What needs to be done: Images are excluded; otherwise, output every record exactly.

[Start Rows]

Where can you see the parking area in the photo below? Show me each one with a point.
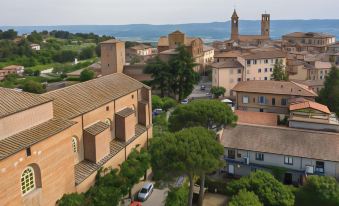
(198, 93)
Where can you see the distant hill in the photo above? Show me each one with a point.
(207, 31)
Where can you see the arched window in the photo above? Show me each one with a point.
(108, 122)
(27, 180)
(74, 144)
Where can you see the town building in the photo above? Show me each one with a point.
(208, 55)
(112, 57)
(54, 143)
(297, 152)
(307, 114)
(35, 47)
(195, 46)
(250, 39)
(140, 50)
(269, 96)
(310, 41)
(232, 67)
(12, 69)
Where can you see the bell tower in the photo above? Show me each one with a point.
(265, 25)
(235, 26)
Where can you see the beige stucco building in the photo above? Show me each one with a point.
(233, 67)
(312, 42)
(55, 143)
(195, 46)
(269, 96)
(112, 57)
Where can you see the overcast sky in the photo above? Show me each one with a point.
(111, 12)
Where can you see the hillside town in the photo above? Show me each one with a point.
(249, 119)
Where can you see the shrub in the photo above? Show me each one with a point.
(318, 190)
(73, 199)
(269, 190)
(177, 196)
(245, 198)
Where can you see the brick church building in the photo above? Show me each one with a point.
(55, 143)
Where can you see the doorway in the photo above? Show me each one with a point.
(288, 179)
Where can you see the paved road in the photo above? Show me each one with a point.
(157, 198)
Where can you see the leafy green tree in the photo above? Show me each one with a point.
(33, 87)
(168, 103)
(177, 196)
(279, 73)
(156, 102)
(329, 95)
(269, 190)
(161, 75)
(218, 91)
(182, 76)
(135, 167)
(86, 75)
(187, 152)
(206, 113)
(73, 199)
(245, 198)
(318, 190)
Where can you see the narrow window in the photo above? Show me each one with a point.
(27, 180)
(288, 160)
(74, 144)
(28, 152)
(259, 156)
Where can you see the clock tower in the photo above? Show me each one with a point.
(235, 26)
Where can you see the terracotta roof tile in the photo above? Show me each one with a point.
(274, 87)
(81, 98)
(258, 118)
(12, 101)
(29, 137)
(311, 105)
(283, 141)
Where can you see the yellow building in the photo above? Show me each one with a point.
(236, 66)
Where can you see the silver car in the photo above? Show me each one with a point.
(145, 191)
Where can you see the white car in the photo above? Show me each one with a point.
(184, 101)
(145, 191)
(229, 103)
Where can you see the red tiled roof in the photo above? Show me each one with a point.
(310, 104)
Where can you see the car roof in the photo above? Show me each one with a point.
(147, 185)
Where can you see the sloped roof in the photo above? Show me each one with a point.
(283, 141)
(75, 100)
(29, 137)
(12, 101)
(229, 63)
(274, 87)
(310, 105)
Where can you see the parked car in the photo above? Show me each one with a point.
(229, 103)
(135, 203)
(145, 191)
(184, 101)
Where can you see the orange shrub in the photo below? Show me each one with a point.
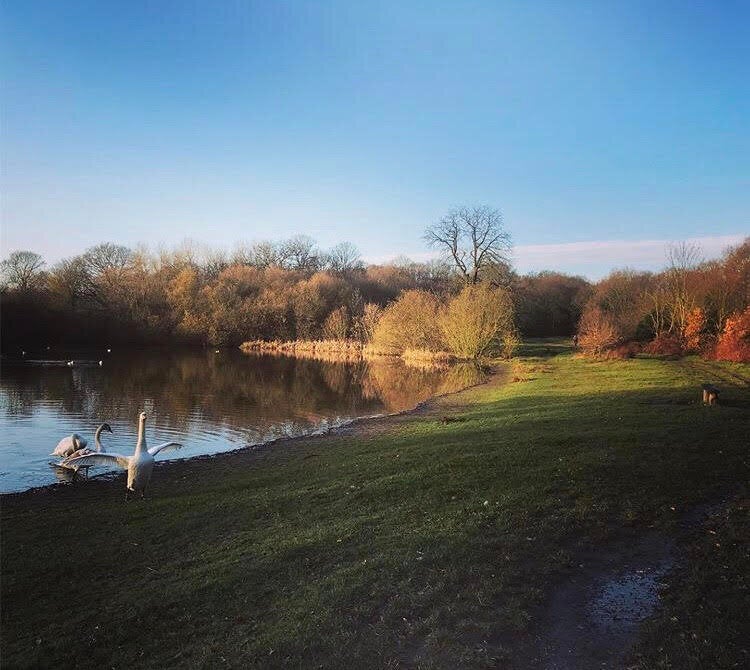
(734, 341)
(665, 344)
(693, 330)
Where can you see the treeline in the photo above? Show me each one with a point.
(289, 290)
(692, 306)
(293, 290)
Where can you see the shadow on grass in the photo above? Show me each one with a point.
(406, 548)
(544, 347)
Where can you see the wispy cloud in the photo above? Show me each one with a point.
(595, 258)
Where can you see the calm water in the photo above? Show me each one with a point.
(211, 402)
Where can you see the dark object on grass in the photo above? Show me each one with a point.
(453, 419)
(710, 394)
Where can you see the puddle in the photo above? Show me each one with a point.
(625, 601)
(592, 618)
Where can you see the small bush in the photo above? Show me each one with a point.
(597, 332)
(627, 350)
(665, 344)
(409, 323)
(734, 341)
(479, 322)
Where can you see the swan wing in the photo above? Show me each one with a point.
(69, 444)
(63, 446)
(161, 447)
(108, 460)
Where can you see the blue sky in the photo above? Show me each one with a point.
(596, 127)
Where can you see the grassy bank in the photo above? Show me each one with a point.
(426, 540)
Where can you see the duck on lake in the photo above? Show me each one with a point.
(139, 466)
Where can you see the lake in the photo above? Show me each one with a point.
(211, 402)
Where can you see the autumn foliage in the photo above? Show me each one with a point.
(734, 341)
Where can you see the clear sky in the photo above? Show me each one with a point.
(600, 129)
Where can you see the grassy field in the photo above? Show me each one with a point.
(411, 542)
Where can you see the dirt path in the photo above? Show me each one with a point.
(592, 617)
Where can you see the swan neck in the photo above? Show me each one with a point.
(141, 445)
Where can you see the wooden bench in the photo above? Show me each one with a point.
(710, 394)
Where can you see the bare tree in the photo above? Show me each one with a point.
(22, 270)
(344, 257)
(473, 238)
(106, 257)
(682, 258)
(300, 253)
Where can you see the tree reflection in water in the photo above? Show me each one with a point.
(213, 402)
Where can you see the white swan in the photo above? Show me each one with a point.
(79, 447)
(139, 466)
(73, 443)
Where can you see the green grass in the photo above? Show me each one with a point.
(422, 544)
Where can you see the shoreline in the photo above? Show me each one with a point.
(354, 427)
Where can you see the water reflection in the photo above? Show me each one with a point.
(211, 402)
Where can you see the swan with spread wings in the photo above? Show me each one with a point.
(139, 466)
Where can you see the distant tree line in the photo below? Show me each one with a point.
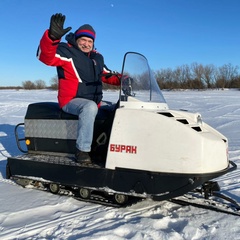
(194, 76)
(198, 76)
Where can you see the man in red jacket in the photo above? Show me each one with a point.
(80, 72)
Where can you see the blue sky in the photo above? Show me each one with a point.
(169, 33)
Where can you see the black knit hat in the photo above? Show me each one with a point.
(85, 30)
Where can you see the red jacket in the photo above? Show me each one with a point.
(79, 74)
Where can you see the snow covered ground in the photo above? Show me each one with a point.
(30, 214)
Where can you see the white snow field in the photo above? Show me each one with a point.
(27, 213)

[End Rows]

Result of this task:
Where can you see the parking area in the photo below? Show me each one with a point.
(198, 93)
Where can you see the distant hill in the photo above? Show me each one with a point.
(207, 31)
Where can you see the arched window in the photo above? Show me each one with a point.
(108, 122)
(27, 180)
(74, 144)
Where can you see the town building in the photo above? Show me each one with a point.
(208, 55)
(112, 57)
(54, 143)
(297, 152)
(307, 114)
(35, 47)
(195, 46)
(250, 39)
(140, 50)
(269, 96)
(310, 41)
(232, 67)
(12, 69)
Where can you see the bell tower in the photo above? Show me each one with a point.
(265, 25)
(235, 26)
Where can you see the beige stucco building in the photo above? Show me each one with a point.
(233, 67)
(312, 42)
(55, 143)
(195, 46)
(269, 96)
(112, 57)
Where can you see the overcast sky in the photo above? Show me each one with a point.
(111, 12)
Where can you see the hillside town in the photo above? Show me each one with a point.
(249, 119)
Where can you see the shrub in the photo above? Show me each one with a point.
(318, 190)
(73, 199)
(269, 190)
(177, 196)
(245, 198)
Where can you see the brick church building in the photo above? Show me each one with a point.
(55, 143)
Where can you see the doorway in the photo above? Show me each one with a point.
(288, 179)
Where can you see the paved road in the photo above? Show me each one with a point.
(157, 198)
Where can you see the leafy green tree in the photo above? Show me each one with a point.
(33, 87)
(168, 103)
(177, 196)
(279, 73)
(156, 102)
(329, 95)
(269, 190)
(161, 75)
(218, 91)
(182, 76)
(135, 167)
(86, 75)
(187, 152)
(206, 113)
(73, 199)
(245, 198)
(318, 190)
Where can you see the narrow window in the photo above? Show me each one with a point.
(27, 180)
(288, 160)
(74, 144)
(28, 152)
(259, 156)
Where can you see the clock tower in the photo above? Show me each one with a point.
(235, 26)
Where can you see the terracotta roof tile in the photo above? Show me each one with a point.
(274, 87)
(81, 98)
(258, 118)
(12, 101)
(29, 137)
(311, 105)
(283, 141)
Where can you see the yellow building in the photo above? Show me each one with a point.
(236, 66)
Where can you see the silver car in the photo above? Show me each one with a point.
(145, 191)
Where can you see the white car in the photo above? Show me each one with a point.
(184, 101)
(145, 191)
(229, 103)
Where can you see the red tiled roof in the photo above? Show me each one with a point.
(310, 104)
Where can you see the car roof in the photo above? Show me each one with a point.
(147, 185)
Where can you see the sloped roof in the photo above? Show me each one with a point.
(283, 141)
(75, 100)
(29, 137)
(12, 101)
(229, 63)
(274, 87)
(310, 105)
Where can you see the parked car in the photo above? Show me each one with a point.
(229, 103)
(135, 203)
(145, 191)
(184, 101)
Where can you see the orange shrub in the photo below? Show me each one with a point.
(734, 341)
(665, 344)
(693, 330)
Where can you see the treeline in the photo above? Show me each one with a point.
(289, 290)
(692, 306)
(293, 290)
Where can you see the shadow on grass in the photo above? Show me each one with a point.
(406, 548)
(544, 347)
Where can you see the wispy cloud in the photo above? Show me each one with a point.
(595, 258)
Where can you see the calm water in the photo above? Show me each one with a point.
(211, 402)
Where can you see the dark object on grass in the photo above? Show me each one with a point.
(453, 419)
(710, 394)
Where can you see the puddle in the photo above? Show me each one with a point.
(625, 601)
(592, 618)
Where can you see the small bush in the photo above? Show me each one with a point.
(597, 332)
(627, 350)
(665, 344)
(409, 323)
(734, 341)
(479, 322)
Where can you see the swan wing in the photo above? Show me each one with a point.
(69, 444)
(63, 446)
(161, 447)
(108, 460)
Where can you see the blue sky in the photo above? Show me each one with a point.
(596, 127)
Where can you see the grassy bank in the photo above? Show me each one with a point.
(426, 540)
Where can you see the duck on lake in the photo above? Show me each one with a point.
(139, 466)
Where can you see the lake in the photo above? Show me each one with a point.
(211, 402)
Where can you see the autumn foliage in the photo above? Show me each one with a point.
(734, 341)
Where can you see the clear sky in the photo above? Show me each one with a point.
(600, 129)
Where can you see the grassy field in the photo above? Show me each one with a point.
(411, 542)
Where can you see the dirt path in the photo above? Show me each one with a point.
(592, 617)
Where can you see the swan neck in the photo above? Show me each one with a point.
(141, 445)
Where can you see the wooden bench in the photo above? Show me each one with a point.
(710, 394)
Where can you see the bare tree in the photo above? Show me each one with a point.
(22, 270)
(344, 257)
(473, 238)
(106, 257)
(682, 258)
(300, 253)
Where can you see the tree reflection in water in the photo above? Show me each one with a point.
(213, 402)
Where can you see the white swan in the photo above? Show me each one with a point.
(79, 447)
(139, 466)
(73, 443)
Where can you see the green grass in the photo above? Show me each one with a point.
(422, 544)
Where can you see the shoreline in the photo above? Show me each one with a point.
(354, 427)
Where can you see the water reflection in the photo above? Show me each one with a point.
(211, 402)
Where can you see the swan with spread wings in the photo above? Show me each one with a point.
(139, 466)
Where can you see the distant tree line in the photo below? Show me each one with a point.
(194, 76)
(198, 76)
Where can you see the man in red jacket in the photo above? Show me each one with a point.
(80, 72)
Where can you see the blue sky in the photo above? Show me each one with a point.
(169, 33)
Where can you see the black knit hat in the photo above? Show me each one with a point.
(85, 30)
Where can you see the red jacket in the photo above? Show me each one with a point.
(79, 74)
Where can you see the snow covered ground in the photo above? Show me each one with a point.
(30, 214)
Where can you see the white snow field in the photo above? Show me each one with a point.
(27, 213)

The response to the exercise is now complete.